* [PROBLEMS TO SOLVE]:
- a) Using the DOTP excerpt, answer these three questions:
(i) Which standard method is applied for the pour point?
(ii) What is the catalyst loading for the PET to DOTP conversion?
(iii) What does Figure 3 show?
- b) Translate this sentence from the DOTP excerpt into Spanish: "The catalyst is reusable for a minimum of 6 cycles."

==== TEXT EXCERPT ====

Table 1: Physical Data of the product (DOTP)
Sr. No. Particulars Standard method applied Standard Specification Our Results
1 Specific gravity at 27°C ASTM D 1045 0.980-0.986 0.9993
2 Water content (wt%) IS 1448 [P-40] 0.1 <0.1
3 Acidity (mgKOH/g) ASTM D 1045 IP-1/94 BS-2000 P-1 0.05 0.01
4 Pour point (°C) IS-1448 [P-10] -50°C < -39°C
5 Kinematic viscosity at 27°C (cst) IS-1448 [P-25] --- 82.0 cst
6 Saponification value (mgKOH/g) IP-136/89 ASTM-D-94-89 B.S.-2000 --- 287
7 Ester Value (mgKOH/g) IP-136/89 ASTM-D-97-89 284±3 285
8 Flash point (°C) IS-1448 [P-20] >210 >179°C
9 Dynamic viscosity at 27°C (cp) ASTM D7042 --- 81.9 cp

FIGURE:
Figure 1: 1H NMR spectra of reaction mixture and corresponding distilled products
Figure 2: 13C NMR spectra of reaction mixture and corresponding distilled products
Figure 3: 1H NMR of dioctyl terephthalate
Figure 4: 13C NMR of dioctyl terephthalate
Figure 5: Reusability of the catalyst

Advantages:
a) The key for the conversion of the waste PET into DOTP is a transition metal based heterogeneous catalyst which is prepared from low cost, non-toxic and easily available materials and catalyst loading for PET to DOTP conversion is only 1wt%. The catalyst is reusable for a minimum of 6 cycles.

==== DATA EXCERPTS ====

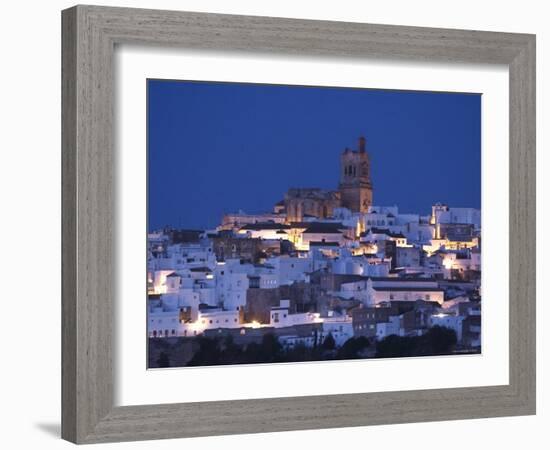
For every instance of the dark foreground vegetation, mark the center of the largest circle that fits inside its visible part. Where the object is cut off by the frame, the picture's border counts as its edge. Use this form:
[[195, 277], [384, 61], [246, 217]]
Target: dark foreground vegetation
[[208, 351]]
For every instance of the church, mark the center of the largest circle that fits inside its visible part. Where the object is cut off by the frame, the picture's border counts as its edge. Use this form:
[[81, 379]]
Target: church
[[354, 190]]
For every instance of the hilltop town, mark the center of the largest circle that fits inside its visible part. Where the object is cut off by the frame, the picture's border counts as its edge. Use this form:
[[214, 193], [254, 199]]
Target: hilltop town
[[322, 275]]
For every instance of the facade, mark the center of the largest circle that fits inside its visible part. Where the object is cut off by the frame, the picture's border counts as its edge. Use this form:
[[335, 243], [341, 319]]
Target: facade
[[321, 263], [355, 183]]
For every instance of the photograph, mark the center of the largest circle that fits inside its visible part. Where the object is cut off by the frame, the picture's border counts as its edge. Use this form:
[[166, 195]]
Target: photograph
[[305, 223]]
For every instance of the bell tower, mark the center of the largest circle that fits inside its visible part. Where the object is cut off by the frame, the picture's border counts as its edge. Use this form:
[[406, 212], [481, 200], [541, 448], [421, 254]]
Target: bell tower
[[355, 184]]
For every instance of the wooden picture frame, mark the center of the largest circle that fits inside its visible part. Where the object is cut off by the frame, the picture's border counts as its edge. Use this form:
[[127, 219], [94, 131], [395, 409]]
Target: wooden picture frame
[[90, 34]]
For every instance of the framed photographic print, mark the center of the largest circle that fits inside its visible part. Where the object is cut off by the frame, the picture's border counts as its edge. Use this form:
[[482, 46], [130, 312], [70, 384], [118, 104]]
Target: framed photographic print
[[287, 218]]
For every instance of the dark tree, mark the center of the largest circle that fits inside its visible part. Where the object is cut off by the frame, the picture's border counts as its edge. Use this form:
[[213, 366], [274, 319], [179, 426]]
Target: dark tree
[[394, 346], [208, 354], [440, 340], [352, 347]]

====

* [WRITTEN ANSWERS]:
- a)
(i) IS-1448 [P-10]
(ii) 1 wt%
(iii) 1H NMR of dioctyl terephthalate

- b) El catalizador es reutilizable durante un mínimo de 6 ciclos.